(Stored records)
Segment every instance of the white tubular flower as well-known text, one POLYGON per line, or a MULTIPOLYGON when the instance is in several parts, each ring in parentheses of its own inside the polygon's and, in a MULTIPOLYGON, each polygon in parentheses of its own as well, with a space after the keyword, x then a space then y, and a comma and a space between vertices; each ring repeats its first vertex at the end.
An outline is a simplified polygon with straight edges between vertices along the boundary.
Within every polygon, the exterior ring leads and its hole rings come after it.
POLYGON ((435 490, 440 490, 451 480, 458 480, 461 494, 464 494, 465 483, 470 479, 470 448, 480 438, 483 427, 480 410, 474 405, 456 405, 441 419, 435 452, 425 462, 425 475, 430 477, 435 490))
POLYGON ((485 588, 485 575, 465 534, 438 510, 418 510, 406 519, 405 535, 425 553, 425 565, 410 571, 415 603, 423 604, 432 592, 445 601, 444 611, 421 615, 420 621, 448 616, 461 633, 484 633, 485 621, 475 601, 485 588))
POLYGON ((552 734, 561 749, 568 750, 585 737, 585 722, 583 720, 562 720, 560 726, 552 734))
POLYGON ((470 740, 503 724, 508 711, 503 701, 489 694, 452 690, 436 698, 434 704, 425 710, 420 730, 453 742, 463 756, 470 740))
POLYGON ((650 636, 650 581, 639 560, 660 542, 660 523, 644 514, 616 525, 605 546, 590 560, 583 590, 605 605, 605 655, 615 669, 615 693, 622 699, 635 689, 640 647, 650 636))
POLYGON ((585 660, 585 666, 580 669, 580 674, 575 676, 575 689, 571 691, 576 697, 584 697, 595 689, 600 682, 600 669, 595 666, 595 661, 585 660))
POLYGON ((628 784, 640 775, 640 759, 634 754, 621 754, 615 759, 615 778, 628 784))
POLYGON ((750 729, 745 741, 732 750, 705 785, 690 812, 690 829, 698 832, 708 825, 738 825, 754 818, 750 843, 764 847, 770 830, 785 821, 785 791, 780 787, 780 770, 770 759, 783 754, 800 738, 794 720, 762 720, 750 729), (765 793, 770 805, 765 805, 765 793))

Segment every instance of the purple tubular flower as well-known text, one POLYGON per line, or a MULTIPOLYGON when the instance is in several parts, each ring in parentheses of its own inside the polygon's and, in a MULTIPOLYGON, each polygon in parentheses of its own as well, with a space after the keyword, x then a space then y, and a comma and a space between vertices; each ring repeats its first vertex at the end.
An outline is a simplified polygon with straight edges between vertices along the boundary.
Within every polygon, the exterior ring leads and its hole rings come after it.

[WHAT IS NEEDED] Retype all of the records so that every line matches the original exactly.

[SOLUTION TO THIS PROBLEM]
Segment every instance of the white tubular flower as well-known text, one POLYGON per line, or a MULTIPOLYGON when the instance is in several parts, each ring in parentheses of its own inside the polygon's and, in a MULTIPOLYGON, each polygon in parentheses of its own as well, with a space after the keyword, x then a space then y, and a comma and a space between vertices; each ring repeats its first vertex at the end.
An outline is a simplified polygon with straight edges between vertices along the boundary.
Within every polygon, the exterior ring leads and its hole rings come after it.
POLYGON ((435 490, 440 490, 451 480, 458 480, 461 494, 464 494, 465 483, 470 479, 470 448, 480 438, 483 427, 480 410, 474 405, 456 405, 441 419, 435 452, 425 462, 425 475, 430 477, 435 490))
POLYGON ((485 588, 485 575, 465 534, 438 510, 418 510, 406 519, 405 535, 425 553, 425 565, 410 571, 415 603, 423 604, 432 592, 445 601, 444 611, 421 615, 420 621, 448 616, 461 633, 484 633, 485 621, 475 601, 485 588))
POLYGON ((552 734, 561 749, 568 750, 585 737, 585 722, 583 720, 562 720, 560 726, 552 734))
POLYGON ((470 740, 503 724, 508 711, 503 701, 489 694, 452 690, 436 698, 434 704, 425 710, 420 730, 453 742, 463 756, 470 740))
POLYGON ((650 636, 650 581, 639 560, 660 542, 660 523, 644 514, 616 525, 605 546, 590 560, 583 590, 605 605, 605 655, 615 669, 615 693, 622 699, 635 689, 640 647, 650 636))
POLYGON ((585 660, 585 666, 580 669, 580 674, 575 676, 575 689, 571 691, 576 697, 584 697, 595 689, 600 682, 600 669, 595 666, 595 661, 585 660))
POLYGON ((628 784, 640 775, 640 759, 634 754, 621 754, 615 759, 615 778, 628 784))
POLYGON ((750 729, 745 741, 732 750, 705 785, 690 812, 690 829, 698 832, 708 825, 738 825, 754 818, 750 843, 764 847, 770 830, 785 821, 785 791, 780 787, 780 770, 770 759, 783 754, 800 738, 794 720, 762 720, 750 729), (765 793, 770 805, 765 805, 765 793))

Segment every instance of the purple tubular flower as well-known text, one POLYGON per line, or a MULTIPOLYGON when the instance is in several parts, each ring in parentheses of its own inside the polygon's and, in a MULTIPOLYGON, each polygon in parentheses of its own as well, with a space after the keyword, x then a space then y, and a comma and a space between vertices; each ring repeats its first vertex at the end.
An outline is a simplified polygon with straight edges between vertices along the boundary.
Within every polygon, the exterior ring leads and its hole rings come after it.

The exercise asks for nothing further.